→ **課題の内容**:
アメリカでの転職活動についての文章のうち、「ちなみに自分のステータスとし」から始まり「技術面接(+マネージャ面接)」までの部分を一字一句変えずに書き出す。

------ 文書の抜粋 ------

アメリカでの転職活動2022
去年サンフランシスコにあるFintechのスタートアップに転職しましたと書きましたが、なんと1年も経たないうちに会社が資金難で潰れてしまいました…。 会社には日本人の方も何人かいて、1ヶ月前に元同僚の方がブログに詳細をまとめて下さっています。会社が倒産した経緯などはそちらを見ていただくとして、自分も転職活動を振り返ってみようと思います。
ちなみに自分のステータスとしてはビザはH-1B、経験年数12年(うちアメリカで5年)のフルスタックソフトウェアエンジニア(バックエンドメイン)です。
仕事探し
LinkedIn、Twitterを使って探しました。仕事募集中の投稿直後からたくさんの方にお声がけいただけたので嬉しかったです。たださすがにフルタイムで転職活動しても全ては受けきれない数だったので、スキルマッチしそうな仕事 (プログラミング言語としてはClojure、Scala、Dart/Flutter辺り)やプロダクトが面白そうな仕事に絞りました。自分で興味のある会社にも応募しました。応募した会社のリストはGoogleスプレッドシートで管理していました。合計41社に応募しました。
レジュメ審査
応募後はレジュメ審査がありそこを突破すると面接に進めますが、大手企業はリファラルがない所は返事がないか来ても1ヶ月後とかでした。他の記事でも見かけましたが、大手企業を受けるならまずはなんとか知り合いを見つけてリファラルしてもらうのが確実なようです。スタートアップはスキルマッチしていれば連絡は来ました。 応募した41社中連絡が来たのは19社でした。
リクルーター面接
レジュメに興味を持ってもらえると次にリクルーターから電話がかかってきて、選考プロセス、仕事内容、ビザステータスや希望年収とかを聞かれました。お互い最低限の条件がマッチするか確認するだけなので、幸いこのステップで落ちることはありませんでした。
技術面接(+マネージャ面接)
リクルーター面接の次は1時間程の技術面接でした。バックエンドのポジションはLeetCodeのようなコーディング面接、FlutterのポジションはFlutterの知識を問う面接でした。会社によってはこの技術面接の前に応募したポジションのマネージャとの面接がある所があったり、このステップがなくいきなり次のオンサイト面接に進めた所もありました。この技術面接を突破したのは7社でした。
オンサイト面接
オンサイト面接はさらに複数のコーディング面接に加えて、Behavioral Interview(過去の経験とそれにどう対応したかについての質問)、System Design Interviewがありました。System Design Interviewは問題があえて抽象化されていることが多く、自分で色々質問して機能・非機能要件を聞きながら大まかな設計をする必要があるのですが、これが一番大変でした。オンサイト面接を突破したのは3社でした。

------ 抽出データ ------

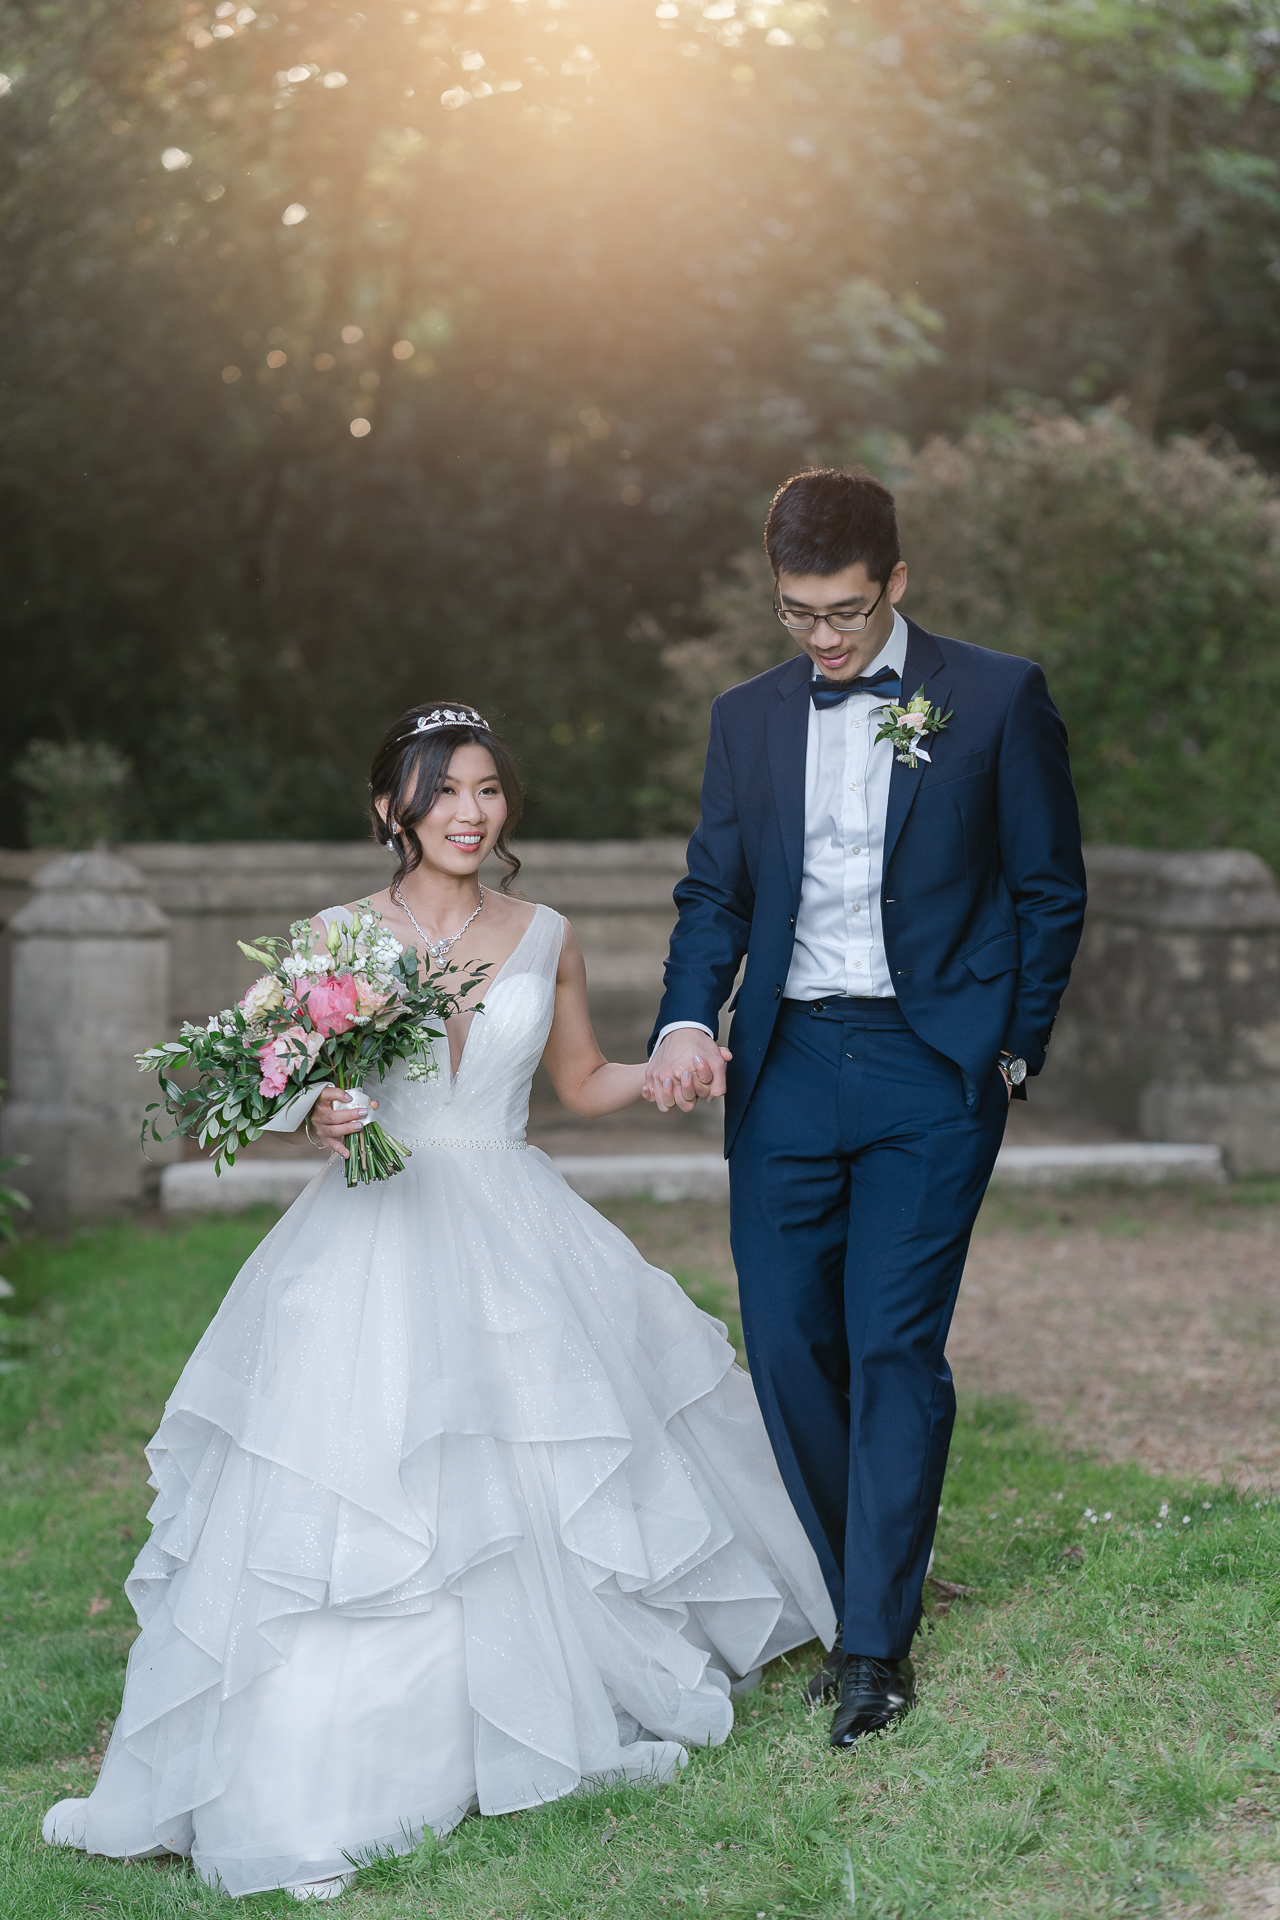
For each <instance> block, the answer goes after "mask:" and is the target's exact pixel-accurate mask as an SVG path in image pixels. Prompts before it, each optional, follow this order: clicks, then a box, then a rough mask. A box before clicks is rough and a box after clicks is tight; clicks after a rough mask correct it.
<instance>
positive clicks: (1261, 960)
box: [1032, 847, 1280, 1173]
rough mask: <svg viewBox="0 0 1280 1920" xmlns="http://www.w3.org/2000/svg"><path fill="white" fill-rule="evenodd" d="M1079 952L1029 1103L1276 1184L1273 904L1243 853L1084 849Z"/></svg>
mask: <svg viewBox="0 0 1280 1920" xmlns="http://www.w3.org/2000/svg"><path fill="white" fill-rule="evenodd" d="M1086 866H1088V916H1086V922H1084V939H1082V943H1080V952H1079V958H1077V964H1075V972H1073V977H1071V987H1069V991H1067V996H1065V1000H1063V1010H1061V1016H1059V1020H1057V1027H1055V1031H1054V1044H1052V1048H1050V1068H1048V1069H1046V1073H1044V1075H1042V1081H1040V1083H1038V1087H1036V1091H1034V1092H1032V1098H1044V1100H1048V1102H1052V1104H1054V1106H1059V1108H1063V1110H1069V1112H1077V1114H1088V1116H1090V1117H1094V1119H1102V1121H1107V1123H1109V1125H1113V1127H1119V1129H1123V1131H1125V1133H1140V1135H1142V1137H1144V1139H1148V1140H1207V1142H1213V1144H1217V1146H1221V1148H1222V1150H1224V1154H1226V1162H1228V1165H1230V1169H1232V1171H1234V1173H1276V1171H1280V891H1278V889H1276V876H1274V874H1272V872H1270V868H1268V866H1267V864H1265V860H1259V856H1257V854H1251V852H1234V851H1222V852H1150V851H1146V849H1138V847H1088V849H1086Z"/></svg>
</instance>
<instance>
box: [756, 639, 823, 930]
mask: <svg viewBox="0 0 1280 1920" xmlns="http://www.w3.org/2000/svg"><path fill="white" fill-rule="evenodd" d="M812 672H814V668H812V666H810V659H808V653H802V655H798V659H794V660H793V662H791V666H789V668H787V672H785V674H779V678H777V680H775V682H773V695H775V697H773V699H771V701H770V710H768V714H766V745H768V755H770V774H771V778H773V803H775V806H777V824H779V828H781V835H783V852H785V856H787V872H789V874H791V891H793V897H794V899H796V900H798V899H800V879H802V877H804V762H806V758H808V726H810V701H808V684H810V678H812Z"/></svg>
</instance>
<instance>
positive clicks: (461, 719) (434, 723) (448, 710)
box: [401, 707, 489, 747]
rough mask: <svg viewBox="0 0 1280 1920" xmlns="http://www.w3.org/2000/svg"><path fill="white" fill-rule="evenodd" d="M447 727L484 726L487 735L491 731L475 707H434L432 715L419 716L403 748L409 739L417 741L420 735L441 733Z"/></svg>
mask: <svg viewBox="0 0 1280 1920" xmlns="http://www.w3.org/2000/svg"><path fill="white" fill-rule="evenodd" d="M445 726H482V728H484V730H486V733H487V730H489V722H487V720H486V718H484V716H482V714H478V712H476V708H474V707H432V710H430V714H418V718H416V722H415V728H413V732H411V733H405V739H401V747H403V745H405V741H407V739H416V737H418V733H439V730H441V728H445Z"/></svg>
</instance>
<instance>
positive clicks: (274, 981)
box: [240, 973, 284, 1020]
mask: <svg viewBox="0 0 1280 1920" xmlns="http://www.w3.org/2000/svg"><path fill="white" fill-rule="evenodd" d="M274 1006H284V987H282V985H280V981H278V979H276V975H274V973H263V977H261V979H255V981H253V985H251V987H249V991H248V993H246V996H244V1000H242V1002H240V1012H242V1014H244V1018H246V1020H257V1018H259V1016H261V1014H267V1012H271V1008H274Z"/></svg>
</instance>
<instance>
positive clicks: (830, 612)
mask: <svg viewBox="0 0 1280 1920" xmlns="http://www.w3.org/2000/svg"><path fill="white" fill-rule="evenodd" d="M887 591H889V582H885V586H883V588H881V589H879V593H877V595H875V599H873V601H871V605H869V607H867V611H865V612H806V611H804V609H800V607H783V603H781V599H779V593H777V589H775V593H773V612H775V614H777V618H779V620H781V622H783V626H785V628H787V632H789V634H812V632H814V628H816V626H818V622H819V620H825V622H827V626H829V628H831V632H833V634H862V630H864V626H865V624H867V620H869V618H871V614H873V612H875V609H877V607H879V603H881V601H883V599H885V593H887Z"/></svg>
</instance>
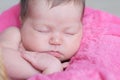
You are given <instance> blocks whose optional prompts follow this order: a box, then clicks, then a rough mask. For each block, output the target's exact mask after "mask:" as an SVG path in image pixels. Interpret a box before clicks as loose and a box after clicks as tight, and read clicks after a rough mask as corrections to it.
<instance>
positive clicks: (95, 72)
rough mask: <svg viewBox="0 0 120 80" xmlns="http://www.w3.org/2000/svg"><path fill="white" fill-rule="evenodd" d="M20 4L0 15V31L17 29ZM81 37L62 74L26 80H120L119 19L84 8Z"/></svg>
mask: <svg viewBox="0 0 120 80" xmlns="http://www.w3.org/2000/svg"><path fill="white" fill-rule="evenodd" d="M19 12H20V7H19V5H17V6H14V7H12V8H11V9H9V10H7V11H5V12H4V13H2V14H1V15H0V31H3V30H4V29H6V28H8V27H10V26H18V27H19V26H20V21H19ZM83 23H84V29H83V30H84V34H83V35H84V37H83V39H82V43H81V47H80V49H79V51H78V53H77V54H76V55H75V56H74V57H73V58H72V59H71V62H70V66H68V68H67V69H66V70H65V71H64V72H59V73H54V74H51V75H42V74H37V75H35V76H33V77H31V78H30V79H29V80H120V18H119V17H116V16H113V15H111V14H109V13H105V12H103V11H99V10H93V9H89V8H86V9H85V14H84V21H83Z"/></svg>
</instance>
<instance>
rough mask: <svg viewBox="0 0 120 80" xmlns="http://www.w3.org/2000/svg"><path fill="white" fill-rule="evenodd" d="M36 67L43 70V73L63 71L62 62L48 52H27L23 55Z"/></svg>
mask: <svg viewBox="0 0 120 80" xmlns="http://www.w3.org/2000/svg"><path fill="white" fill-rule="evenodd" d="M22 56H23V58H24V59H25V60H27V61H28V62H30V63H31V64H32V65H33V66H34V67H35V68H37V69H38V70H41V71H42V74H51V73H55V72H61V71H63V67H62V64H61V62H60V61H59V60H58V59H57V58H55V57H54V56H52V55H50V54H48V53H35V52H33V53H31V52H25V54H23V55H22Z"/></svg>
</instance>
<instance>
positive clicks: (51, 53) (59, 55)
mask: <svg viewBox="0 0 120 80" xmlns="http://www.w3.org/2000/svg"><path fill="white" fill-rule="evenodd" d="M47 53H48V54H50V55H53V56H55V57H56V58H60V57H61V56H62V54H61V53H60V52H59V51H47Z"/></svg>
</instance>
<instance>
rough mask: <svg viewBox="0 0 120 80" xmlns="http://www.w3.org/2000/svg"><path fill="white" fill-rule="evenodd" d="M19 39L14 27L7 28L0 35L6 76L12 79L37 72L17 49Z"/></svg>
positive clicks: (25, 78) (18, 42)
mask: <svg viewBox="0 0 120 80" xmlns="http://www.w3.org/2000/svg"><path fill="white" fill-rule="evenodd" d="M20 41H21V36H20V32H19V30H18V29H17V28H15V27H11V28H9V29H7V30H6V31H5V32H3V33H2V34H1V35H0V45H1V46H2V53H3V58H4V64H5V68H6V71H7V73H8V76H9V77H11V78H13V79H27V78H29V77H30V76H33V75H35V74H37V73H39V72H38V71H37V70H36V69H34V68H33V67H32V66H31V65H30V64H29V63H28V62H27V61H25V60H24V59H23V58H22V57H21V53H20V51H19V50H18V47H19V43H20Z"/></svg>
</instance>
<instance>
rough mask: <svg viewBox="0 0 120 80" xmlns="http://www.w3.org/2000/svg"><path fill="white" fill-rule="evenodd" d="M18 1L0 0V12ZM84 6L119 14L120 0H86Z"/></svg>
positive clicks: (13, 0) (119, 13)
mask: <svg viewBox="0 0 120 80" xmlns="http://www.w3.org/2000/svg"><path fill="white" fill-rule="evenodd" d="M18 2H19V0H0V13H2V12H3V11H4V10H6V9H8V8H9V7H11V6H13V5H14V4H16V3H18ZM86 6H89V7H92V8H94V9H100V10H103V11H106V12H110V13H111V14H114V15H117V16H120V0H86Z"/></svg>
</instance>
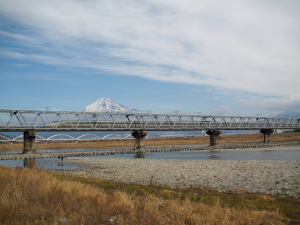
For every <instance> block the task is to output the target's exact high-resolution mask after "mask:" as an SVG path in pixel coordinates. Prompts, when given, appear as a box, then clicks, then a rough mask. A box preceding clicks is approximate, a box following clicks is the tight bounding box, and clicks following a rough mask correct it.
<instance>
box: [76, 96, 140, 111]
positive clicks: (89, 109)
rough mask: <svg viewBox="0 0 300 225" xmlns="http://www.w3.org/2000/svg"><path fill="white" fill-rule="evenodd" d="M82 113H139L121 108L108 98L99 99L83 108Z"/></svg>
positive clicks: (132, 109)
mask: <svg viewBox="0 0 300 225" xmlns="http://www.w3.org/2000/svg"><path fill="white" fill-rule="evenodd" d="M81 111H83V112H120V113H139V110H137V109H130V108H127V107H125V106H122V105H120V104H118V103H116V102H114V101H112V100H110V99H108V98H100V99H98V100H97V101H95V102H93V103H92V104H90V105H88V106H87V107H85V108H84V109H83V110H81Z"/></svg>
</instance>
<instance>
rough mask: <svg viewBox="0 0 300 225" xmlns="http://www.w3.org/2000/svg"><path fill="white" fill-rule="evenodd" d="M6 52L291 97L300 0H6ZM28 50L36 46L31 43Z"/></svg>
mask: <svg viewBox="0 0 300 225" xmlns="http://www.w3.org/2000/svg"><path fill="white" fill-rule="evenodd" d="M0 6H1V7H0V13H1V15H2V16H3V17H5V18H7V19H8V20H9V21H14V22H16V23H17V24H18V26H20V25H21V26H23V28H22V29H20V28H16V27H14V26H13V27H10V28H9V29H7V28H5V25H2V31H0V36H1V37H6V38H9V39H10V40H7V41H6V43H10V42H15V41H16V40H17V43H18V44H19V47H18V48H11V47H9V45H3V46H4V47H2V49H1V51H2V55H3V56H4V57H11V58H18V59H27V60H32V61H35V62H39V63H43V64H47V65H54V66H63V67H81V68H86V69H88V68H91V69H93V70H96V71H105V72H106V73H111V74H118V75H133V76H141V77H145V78H147V79H154V80H159V81H165V82H178V83H191V84H200V85H210V86H215V87H218V88H225V89H233V90H245V91H249V92H253V93H259V94H268V95H277V96H286V95H289V94H293V93H297V92H298V90H299V86H300V78H299V72H300V64H299V61H300V30H299V26H300V24H299V21H300V15H299V13H298V12H299V8H300V2H299V1H293V0H287V1H284V2H282V1H277V2H274V1H267V0H266V1H250V0H249V1H236V0H229V1H217V0H215V1H213V0H210V1H192V0H189V1H184V2H180V1H170V0H160V1H158V0H148V1H143V2H136V1H121V2H120V1H108V0H104V1H96V0H95V1H93V0H90V1H75V0H74V1H72V0H65V1H58V0H53V1H34V0H27V1H21V0H10V1H6V0H0ZM28 49H30V50H28Z"/></svg>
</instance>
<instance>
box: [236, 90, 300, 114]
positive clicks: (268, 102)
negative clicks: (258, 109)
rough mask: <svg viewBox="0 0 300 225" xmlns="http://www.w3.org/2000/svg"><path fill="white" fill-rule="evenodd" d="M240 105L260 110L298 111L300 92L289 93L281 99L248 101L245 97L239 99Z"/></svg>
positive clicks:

------

→ **解答**:
ちなみに自分のステータスとしてはビザはH-1B、経験年数12年(うちアメリカで5年)のフルスタックソフトウェアエンジニア(バックエンドメイン)です。
仕事探し
LinkedIn、Twitterを使って探しました。仕事募集中の投稿直後からたくさんの方にお声がけいただけたので嬉しかったです。たださすがにフルタイムで転職活動しても全ては受けきれない数だったので、スキルマッチしそうな仕事 (プログラミング言語としてはClojure、Scala、Dart/Flutter辺り)やプロダクトが面白そうな仕事に絞りました。自分で興味のある会社にも応募しました。応募した会社のリストはGoogleスプレッドシートで管理していました。合計41社に応募しました。
レジュメ審査
応募後はレジュメ審査がありそこを突破すると面接に進めますが、大手企業はリファラルがない所は返事がないか来ても1ヶ月後とかでした。他の記事でも見かけましたが、大手企業を受けるならまずはなんとか知り合いを見つけてリファラルしてもらうのが確実なようです。スタートアップはスキルマッチしていれば連絡は来ました。 応募した41社中連絡が来たのは19社でした。
リクルーター面接
レジュメに興味を持ってもらえると次にリクルーターから電話がかかってきて、選考プロセス、仕事内容、ビザステータスや希望年収とかを聞かれました。お互い最低限の条件がマッチするか確認するだけなので、幸いこのステップで落ちることはありませんでした。
技術面接(+マネージャ面接)